| Activity |
Omit every picture while repeating the entries exactly.

| Extracted records |
%%

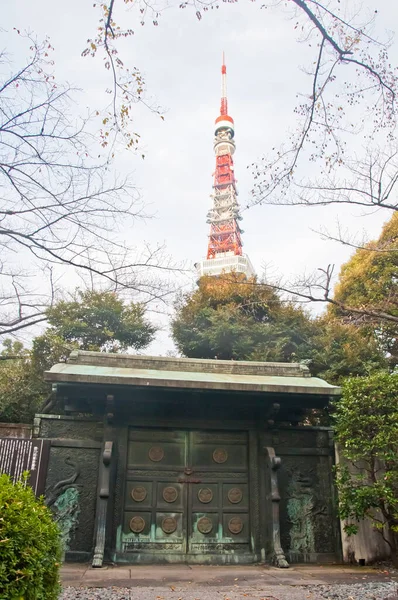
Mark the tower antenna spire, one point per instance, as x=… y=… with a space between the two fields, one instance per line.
x=224 y=101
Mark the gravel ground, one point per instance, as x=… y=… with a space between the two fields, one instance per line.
x=359 y=591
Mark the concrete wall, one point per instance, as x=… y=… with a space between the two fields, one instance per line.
x=17 y=430
x=368 y=543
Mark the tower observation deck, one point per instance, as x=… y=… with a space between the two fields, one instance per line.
x=224 y=253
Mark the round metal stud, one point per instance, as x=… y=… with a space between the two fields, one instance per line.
x=205 y=525
x=156 y=453
x=137 y=524
x=139 y=493
x=170 y=494
x=169 y=524
x=205 y=495
x=235 y=495
x=220 y=455
x=235 y=525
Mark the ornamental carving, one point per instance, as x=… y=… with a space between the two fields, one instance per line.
x=235 y=495
x=220 y=455
x=169 y=524
x=170 y=494
x=137 y=524
x=205 y=525
x=235 y=525
x=205 y=495
x=139 y=493
x=156 y=454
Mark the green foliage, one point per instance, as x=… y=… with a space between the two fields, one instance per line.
x=368 y=282
x=341 y=350
x=29 y=545
x=91 y=321
x=100 y=321
x=21 y=390
x=366 y=425
x=231 y=318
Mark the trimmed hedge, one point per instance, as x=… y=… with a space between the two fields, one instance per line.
x=30 y=549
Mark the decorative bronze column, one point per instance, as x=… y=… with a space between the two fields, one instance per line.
x=278 y=556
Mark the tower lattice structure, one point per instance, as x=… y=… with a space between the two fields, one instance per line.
x=224 y=251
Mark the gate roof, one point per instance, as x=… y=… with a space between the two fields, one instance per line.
x=97 y=368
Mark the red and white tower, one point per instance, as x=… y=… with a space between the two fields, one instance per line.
x=224 y=252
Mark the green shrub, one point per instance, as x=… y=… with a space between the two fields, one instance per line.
x=29 y=545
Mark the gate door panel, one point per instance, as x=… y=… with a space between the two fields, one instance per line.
x=218 y=511
x=187 y=493
x=155 y=500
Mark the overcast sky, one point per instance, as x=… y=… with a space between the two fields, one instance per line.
x=181 y=60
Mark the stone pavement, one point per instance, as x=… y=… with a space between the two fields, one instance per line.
x=195 y=577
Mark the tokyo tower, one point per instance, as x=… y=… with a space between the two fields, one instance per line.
x=224 y=253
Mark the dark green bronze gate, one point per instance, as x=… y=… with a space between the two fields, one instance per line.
x=187 y=496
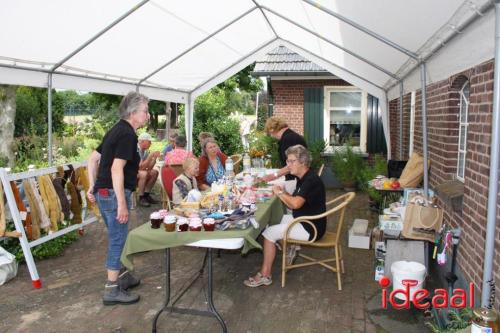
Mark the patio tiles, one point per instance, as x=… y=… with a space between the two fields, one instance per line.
x=70 y=300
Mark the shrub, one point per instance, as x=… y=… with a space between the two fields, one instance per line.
x=347 y=165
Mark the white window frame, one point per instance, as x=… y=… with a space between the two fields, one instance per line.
x=412 y=122
x=364 y=113
x=466 y=126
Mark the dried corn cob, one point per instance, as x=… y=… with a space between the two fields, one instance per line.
x=34 y=208
x=83 y=182
x=22 y=208
x=58 y=184
x=44 y=217
x=75 y=205
x=50 y=196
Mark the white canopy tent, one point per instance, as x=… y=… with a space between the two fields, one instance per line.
x=175 y=50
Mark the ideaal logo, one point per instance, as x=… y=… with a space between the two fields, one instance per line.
x=440 y=299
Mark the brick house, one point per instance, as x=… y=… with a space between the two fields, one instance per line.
x=319 y=104
x=459 y=113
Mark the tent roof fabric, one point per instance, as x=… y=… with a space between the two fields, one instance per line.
x=173 y=48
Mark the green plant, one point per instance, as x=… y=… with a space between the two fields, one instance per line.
x=262 y=142
x=347 y=165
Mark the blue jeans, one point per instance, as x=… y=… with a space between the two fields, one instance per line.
x=117 y=232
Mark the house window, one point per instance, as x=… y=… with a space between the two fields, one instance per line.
x=345 y=116
x=462 y=136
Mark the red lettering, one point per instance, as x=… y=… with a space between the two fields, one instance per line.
x=440 y=294
x=471 y=295
x=406 y=294
x=419 y=295
x=458 y=294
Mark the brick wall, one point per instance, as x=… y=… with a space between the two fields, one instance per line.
x=443 y=130
x=289 y=99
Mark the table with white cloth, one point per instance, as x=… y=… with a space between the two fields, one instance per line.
x=144 y=238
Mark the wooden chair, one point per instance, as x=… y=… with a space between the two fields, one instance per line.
x=237 y=158
x=329 y=240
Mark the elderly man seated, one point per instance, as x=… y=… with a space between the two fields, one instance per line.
x=147 y=175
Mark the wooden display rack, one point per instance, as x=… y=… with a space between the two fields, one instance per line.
x=26 y=245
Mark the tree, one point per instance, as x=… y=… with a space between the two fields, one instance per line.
x=32 y=112
x=212 y=115
x=7 y=119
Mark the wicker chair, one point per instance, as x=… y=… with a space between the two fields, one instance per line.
x=237 y=158
x=329 y=240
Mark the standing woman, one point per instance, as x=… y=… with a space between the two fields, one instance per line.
x=212 y=162
x=277 y=128
x=113 y=169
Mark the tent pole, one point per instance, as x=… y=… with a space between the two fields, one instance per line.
x=401 y=120
x=479 y=13
x=489 y=247
x=354 y=54
x=49 y=122
x=424 y=130
x=188 y=119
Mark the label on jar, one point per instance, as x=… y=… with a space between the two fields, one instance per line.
x=475 y=328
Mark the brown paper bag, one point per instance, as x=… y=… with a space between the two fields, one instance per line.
x=422 y=222
x=413 y=172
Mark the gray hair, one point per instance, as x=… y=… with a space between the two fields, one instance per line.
x=204 y=145
x=180 y=141
x=303 y=155
x=131 y=103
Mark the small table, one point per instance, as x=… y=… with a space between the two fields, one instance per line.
x=144 y=238
x=388 y=194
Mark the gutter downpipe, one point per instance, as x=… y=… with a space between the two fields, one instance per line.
x=401 y=120
x=424 y=130
x=489 y=247
x=269 y=97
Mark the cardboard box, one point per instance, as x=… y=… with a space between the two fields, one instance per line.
x=359 y=240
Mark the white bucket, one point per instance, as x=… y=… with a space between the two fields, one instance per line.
x=407 y=270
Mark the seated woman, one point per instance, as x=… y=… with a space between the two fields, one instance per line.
x=212 y=162
x=186 y=181
x=309 y=198
x=179 y=153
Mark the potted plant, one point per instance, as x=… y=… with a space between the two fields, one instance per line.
x=347 y=166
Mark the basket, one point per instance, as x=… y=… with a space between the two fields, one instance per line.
x=211 y=198
x=193 y=205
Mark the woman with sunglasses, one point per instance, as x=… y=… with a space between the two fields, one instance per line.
x=309 y=198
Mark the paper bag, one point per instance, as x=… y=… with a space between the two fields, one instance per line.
x=422 y=222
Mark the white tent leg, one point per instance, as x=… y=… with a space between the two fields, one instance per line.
x=188 y=116
x=35 y=279
x=489 y=247
x=49 y=116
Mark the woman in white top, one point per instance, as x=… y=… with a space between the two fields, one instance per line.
x=186 y=181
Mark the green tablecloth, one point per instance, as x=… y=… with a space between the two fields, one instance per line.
x=144 y=238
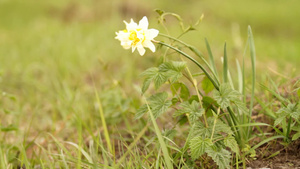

%%

| Exercise answer |
Mark the tower antenna spire, one point per instance, as x=… y=… with a space between the two fields, one instance per line.
x=224 y=101
Mark the gravel ground, one point per instance, as x=… y=… with a space between the two fields, one instance per line.
x=359 y=591
Mark the concrete wall, one point per instance, as x=… y=… with a space between the two fields, one instance per line.
x=17 y=430
x=368 y=543
Mark the tower observation deck, one point per instance, as x=… y=… with a space between the two fields, one instance per line.
x=224 y=253
Mark the round metal stud, one point per instance, as x=… y=… with a space between the two fields, one instance per line.
x=205 y=525
x=156 y=453
x=137 y=524
x=139 y=493
x=170 y=494
x=169 y=524
x=205 y=495
x=235 y=495
x=220 y=455
x=235 y=525
Mark the ornamental carving, one point per instance, as x=… y=… with a space between the two fields, one instance per line.
x=235 y=495
x=220 y=455
x=169 y=524
x=170 y=494
x=137 y=524
x=205 y=525
x=235 y=525
x=205 y=495
x=139 y=493
x=156 y=454
Mark the green foliage, one point per instance, as x=… y=… with a space between the two fields, one instance per line.
x=368 y=282
x=341 y=350
x=29 y=545
x=91 y=321
x=100 y=321
x=21 y=390
x=366 y=425
x=231 y=318
Mark the trimmed hedge, one point per instance, as x=… y=… with a space between the two fields, one instance per line.
x=30 y=549
Mark the decorative bronze column, one point per instance, as x=… y=… with a space between the two fields, one instance per line.
x=278 y=556
Mark the tower lattice structure, one point per instance, as x=… y=… with a space between the two fields, one instance per line.
x=224 y=251
Mark the gate roof, one point per instance, as x=… y=… with a space between the two fields, one instance per line.
x=97 y=368
Mark the red and white tower, one point per instance, as x=… y=… with a space between the two fields, one instance per line.
x=224 y=252
Mark the green shrub, one point per instance, as x=… y=… with a space between the two fields, one instance per line.
x=29 y=545
Mark the gate door panel, one point per instance, as x=… y=… with a space between the two fields, one instance per line.
x=218 y=511
x=187 y=493
x=155 y=500
Mark the overcast sky, one point per instance, as x=… y=… with a space between the two fields, one instance per line.
x=181 y=60
Mark the stone pavement, one point per instance, as x=… y=… with a space between the two fields, one instance per line.
x=195 y=577
Mark the tokyo tower, one point per instance, as x=… y=… with a space between the two fields, one instance per line.
x=224 y=253
Mark the dark green bronze gate, one point per instance, as x=… y=… with a space between the two fields, one instance per line.
x=187 y=496
Mark the patio tiles, one point per instance, as x=… y=… with a space between the two fields, one instance per line.
x=70 y=300
Mark the shrub, one point per instance, as x=… y=… with a space between the two fields, one instance per line.
x=347 y=165
Mark the white window frame, one point per instance, as x=… y=… with a space between the two fields, one instance per line.
x=412 y=122
x=364 y=113
x=466 y=126
Mark the dried corn cob, one point per instance, as x=… y=… with a space between the two fields, one instance per line.
x=34 y=208
x=83 y=182
x=22 y=208
x=58 y=184
x=44 y=217
x=75 y=205
x=50 y=196
Mark the white canopy tent, one point per instance, as x=… y=… with a space between the two fields, one instance per line.
x=175 y=50
Mark the ideaal logo, one point per instance, as x=… y=… with a space between the two fields, one instance per line.
x=440 y=299
Mark the brick house, one point per instance, as x=… y=… with a space between the two fields, one instance per line.
x=319 y=104
x=459 y=113
Mark the tent roof fabric, one point per instance, as x=… y=… with a space between the two fields, one instance per line.
x=173 y=48
Mark the green plant, one point per instance, as x=… y=… with a space between the two fields, one instance per line.
x=262 y=142
x=347 y=165
Mark the blue jeans, one point per instance, as x=… y=… with a space between the two fields, one instance per line.
x=117 y=232
Mark the house window, one point per instance, as x=… y=… with a space between the two fields, one instance per line.
x=345 y=116
x=462 y=136
Mark the red lettering, one point per instance, as x=… y=… with a space between the two fields, one instance per line.
x=440 y=294
x=471 y=295
x=406 y=294
x=419 y=295
x=458 y=294
Mark the brick wall, one point per instance, as x=… y=… with a space between the two fields, one instance per line.
x=443 y=130
x=289 y=99
Mark the table with white cloth, one point per instance, as x=… y=… with a space between the two fields, one instance per line.
x=144 y=238
Mark the wooden chair, one point per instance, as x=… y=… with a space between the two fields, one instance per line.
x=237 y=158
x=329 y=240
Mark the elderly man seated, one point per instance, as x=… y=… with a space between the two fields, one instance per line.
x=147 y=175
Mark the wooden display rack, one point per instance, as x=… y=… with a space between the two fields, one instance per line.
x=26 y=245
Mark the tree, one point per instance, as x=… y=… with a space between the two fields, one instance per line.
x=32 y=112
x=212 y=115
x=7 y=119
Mark the wicker chair, one point per instance, as x=… y=… with a space between the two fields, one instance per line.
x=237 y=158
x=329 y=240
Mark the standing woman, one point per instance, as x=… y=… with a space between the two fields, one instance per line.
x=212 y=162
x=277 y=128
x=113 y=169
Mark the tent pole, one point per instance, as x=… y=… with a space between the two fields, one instance per line.
x=401 y=120
x=479 y=13
x=489 y=247
x=354 y=54
x=49 y=122
x=424 y=130
x=188 y=119
Mark the label on jar, one point per instance, as x=… y=… with a space between the two fields, one instance per line.
x=475 y=328
Mark the brown paper bag, one point per instance, as x=… y=… with a space between the two fields, one instance per line.
x=422 y=222
x=413 y=172
Mark the gray hair, one point per instance, as x=… y=… with a space between the two fields, one instance per line.
x=204 y=145
x=180 y=141
x=303 y=155
x=131 y=103
Mark the small table, one point per instance, as x=… y=… with a space between the two fields, one instance per line.
x=144 y=238
x=388 y=194
Mark the gutter downpipe, one point per instance, as x=… y=… with a space between the two fields, one instance per line.
x=401 y=120
x=424 y=130
x=489 y=247
x=269 y=97
Mark the cardboard box, one point per instance, as x=… y=… with a space between the two fields, one instance per line.
x=359 y=240
Mark the white bucket, one point per instance, as x=… y=… with a space between the two fields, one instance per line.
x=407 y=270
Mark the seated woman, one point per instance, as x=… y=… with a space between the two fields, one instance per line.
x=212 y=162
x=186 y=181
x=309 y=198
x=179 y=153
Mark the potted plant, one point per instance, as x=… y=… with a space between the two fields, one instance per line.
x=347 y=166
Mark the basket, one point per instance, as x=… y=… with a space between the two fields, one instance per line.
x=211 y=198
x=193 y=205
Mark the woman with sunglasses, one point per instance, as x=… y=… with a space between the two fields, one instance per line.
x=309 y=198
Mark the paper bag, one point per instance, as x=… y=… with a space between the two fields, one instance per line.
x=422 y=222
Mark the white tent leg, one point per instance, as x=… y=… with a space between the two fields, one instance per line.
x=188 y=116
x=35 y=279
x=489 y=247
x=49 y=116
Mark the woman in white top, one point per instance, as x=… y=… with a space between the two fields, one instance per line.
x=186 y=181
Mark the green tablecloth, one point per instance, as x=… y=… with a space between the two fields, one instance per line.
x=144 y=238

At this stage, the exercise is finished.